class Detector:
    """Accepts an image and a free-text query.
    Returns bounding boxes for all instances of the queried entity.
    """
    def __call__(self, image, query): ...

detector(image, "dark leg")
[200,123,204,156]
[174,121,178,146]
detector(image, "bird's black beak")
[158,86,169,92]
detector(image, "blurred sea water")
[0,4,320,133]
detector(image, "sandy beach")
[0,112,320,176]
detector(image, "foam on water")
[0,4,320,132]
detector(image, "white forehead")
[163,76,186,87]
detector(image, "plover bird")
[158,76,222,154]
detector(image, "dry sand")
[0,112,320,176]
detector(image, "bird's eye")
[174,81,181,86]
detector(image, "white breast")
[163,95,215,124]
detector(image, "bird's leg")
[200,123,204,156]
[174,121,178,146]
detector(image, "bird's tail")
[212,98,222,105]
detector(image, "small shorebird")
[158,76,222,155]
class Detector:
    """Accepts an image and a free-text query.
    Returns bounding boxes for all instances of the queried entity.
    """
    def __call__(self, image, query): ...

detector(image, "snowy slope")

* * * * * * * * *

:: Given exercise ::
Can you copy these records line for line, with nothing altered?

:: Finished answer ::
class Detector:
    """Accepts an image and a free-text query.
    Returns bounding boxes for all instances of the queried entity.
    """
    def __call__(self, image, query): ...

detector(image, "dark leg")
[200,123,204,156]
[174,121,178,146]
detector(image, "bird's black beak")
[158,86,169,92]
detector(image, "blurred sea water")
[0,4,320,133]
detector(image, "sandy beach")
[0,112,320,176]
detector(image, "foam on water")
[0,4,320,132]
detector(image, "white forehead")
[163,76,186,87]
detector(image, "plover bird")
[158,76,222,154]
detector(image, "dry sand")
[0,112,320,176]
detector(image, "bird's eye")
[174,81,181,86]
detector(image, "white breast")
[163,95,215,124]
detector(image, "bird's leg")
[200,123,204,156]
[174,121,178,146]
detector(image, "bird's tail")
[212,98,222,105]
detector(image, "small shorebird")
[158,76,222,155]
class Detector:
    """Accepts an image and a free-text query.
    Returns bounding boxes for all instances of the queried entity.
    """
    def __call__(self, image, query): ...

detector(image, "snowy slope")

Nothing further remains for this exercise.